- Supplied data:
------------
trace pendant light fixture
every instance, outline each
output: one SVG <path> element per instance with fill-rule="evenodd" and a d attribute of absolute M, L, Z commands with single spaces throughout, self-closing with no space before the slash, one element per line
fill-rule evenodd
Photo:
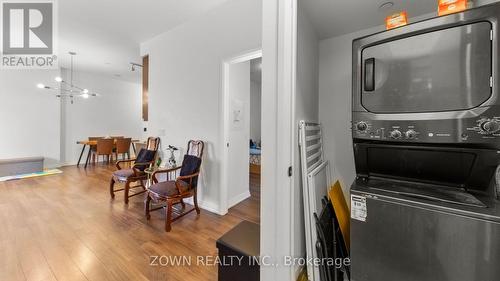
<path fill-rule="evenodd" d="M 70 81 L 65 81 L 62 79 L 62 77 L 58 76 L 54 79 L 59 84 L 58 87 L 51 87 L 42 83 L 38 84 L 37 87 L 40 89 L 57 91 L 56 97 L 69 98 L 71 104 L 73 104 L 75 97 L 88 99 L 90 97 L 99 96 L 97 93 L 91 92 L 89 89 L 79 87 L 73 83 L 74 57 L 76 56 L 76 53 L 69 52 L 69 55 L 71 56 Z"/>

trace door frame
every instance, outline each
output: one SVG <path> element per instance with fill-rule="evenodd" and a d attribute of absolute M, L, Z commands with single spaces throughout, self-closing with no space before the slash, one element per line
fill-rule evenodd
<path fill-rule="evenodd" d="M 237 56 L 225 59 L 222 62 L 222 99 L 221 99 L 221 151 L 222 151 L 222 167 L 221 167 L 221 188 L 220 188 L 220 204 L 219 214 L 227 214 L 229 206 L 229 107 L 230 107 L 230 93 L 229 93 L 229 67 L 233 64 L 251 61 L 256 58 L 262 57 L 261 49 L 254 49 L 243 52 Z M 248 74 L 250 79 L 250 73 Z"/>
<path fill-rule="evenodd" d="M 262 155 L 260 280 L 296 280 L 294 257 L 298 239 L 294 233 L 295 93 L 297 73 L 297 0 L 263 1 L 262 31 Z M 298 169 L 291 169 L 298 170 Z M 269 259 L 267 259 L 269 258 Z M 269 262 L 271 264 L 269 264 Z"/>

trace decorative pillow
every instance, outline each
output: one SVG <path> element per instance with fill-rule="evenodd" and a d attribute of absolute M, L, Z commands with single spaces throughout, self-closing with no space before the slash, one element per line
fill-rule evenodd
<path fill-rule="evenodd" d="M 149 163 L 155 159 L 155 156 L 156 156 L 156 151 L 142 148 L 139 151 L 139 154 L 137 154 L 137 159 L 135 160 L 135 163 Z M 147 166 L 139 165 L 136 168 L 138 170 L 144 171 L 147 168 Z"/>
<path fill-rule="evenodd" d="M 184 160 L 182 160 L 182 168 L 180 172 L 180 176 L 189 176 L 192 174 L 196 174 L 200 171 L 201 166 L 201 158 L 198 158 L 193 155 L 184 155 Z M 184 180 L 189 183 L 189 180 Z M 198 184 L 198 177 L 193 178 L 193 187 L 196 187 Z"/>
------------
- Exercise brief:
Reproduce every entry above verbatim, keeping all of its lines, and omit the pictures from your copy.

- Output of the exercise:
trace pendant light fixture
every instance, outline each
output: one SVG <path> element per instance with fill-rule="evenodd" and a d attribute of absolute M, L, Z commands with single spaces throughout, self-closing with no space before the slash, one element per line
fill-rule evenodd
Photo:
<path fill-rule="evenodd" d="M 70 81 L 65 81 L 62 79 L 62 77 L 58 76 L 54 79 L 59 84 L 58 87 L 51 87 L 42 83 L 38 84 L 37 87 L 40 89 L 57 91 L 56 97 L 69 98 L 71 104 L 73 104 L 75 97 L 88 99 L 90 97 L 99 96 L 97 93 L 91 92 L 89 89 L 79 87 L 73 83 L 74 57 L 76 56 L 76 53 L 69 52 L 69 55 L 71 56 Z"/>

trace door frame
every instance, outline each
output: one SVG <path> element per instance with fill-rule="evenodd" and a d attribute of absolute M, L, Z commands with single spaces throughout, self-closing with no space before the slash, one element per line
fill-rule evenodd
<path fill-rule="evenodd" d="M 237 56 L 225 59 L 222 62 L 222 99 L 221 99 L 221 151 L 222 151 L 222 167 L 221 167 L 221 188 L 220 188 L 220 204 L 219 214 L 227 214 L 229 206 L 229 107 L 230 107 L 230 93 L 229 93 L 229 67 L 233 64 L 251 61 L 256 58 L 262 57 L 261 49 L 254 49 L 243 52 Z M 248 74 L 250 79 L 250 73 Z"/>
<path fill-rule="evenodd" d="M 262 155 L 260 280 L 296 280 L 294 257 L 298 239 L 294 233 L 295 93 L 297 73 L 297 0 L 263 1 L 262 31 Z M 298 169 L 291 169 L 298 170 Z M 269 259 L 267 259 L 269 258 Z M 269 262 L 271 264 L 269 264 Z"/>

trace decorative pillow
every instance, outline each
output: one SVG <path> element per instance with fill-rule="evenodd" and a d attribute of absolute M, L, Z commands with single spaces throughout, self-closing with no space before the slash, one element per line
fill-rule evenodd
<path fill-rule="evenodd" d="M 149 163 L 155 159 L 155 156 L 156 156 L 156 151 L 142 148 L 139 151 L 139 154 L 137 154 L 137 159 L 135 160 L 135 163 Z M 147 166 L 139 165 L 136 168 L 138 170 L 144 171 L 147 168 Z"/>
<path fill-rule="evenodd" d="M 184 160 L 182 160 L 182 168 L 180 172 L 180 176 L 189 176 L 192 174 L 196 174 L 200 171 L 201 166 L 201 158 L 198 158 L 193 155 L 184 155 Z M 184 180 L 189 183 L 189 180 Z M 198 184 L 198 177 L 193 178 L 193 187 L 196 187 Z"/>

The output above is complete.